- **Try it**: Reproduce the entries exactly.

(Dataset entries)
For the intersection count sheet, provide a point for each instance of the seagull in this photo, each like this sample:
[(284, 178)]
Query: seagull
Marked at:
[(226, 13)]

- **Response for this exercise**:
For the intersection count sheet, provide a point for each instance of the seagull in this photo, each like this sample:
[(284, 178)]
Query: seagull
Marked at:
[(226, 13)]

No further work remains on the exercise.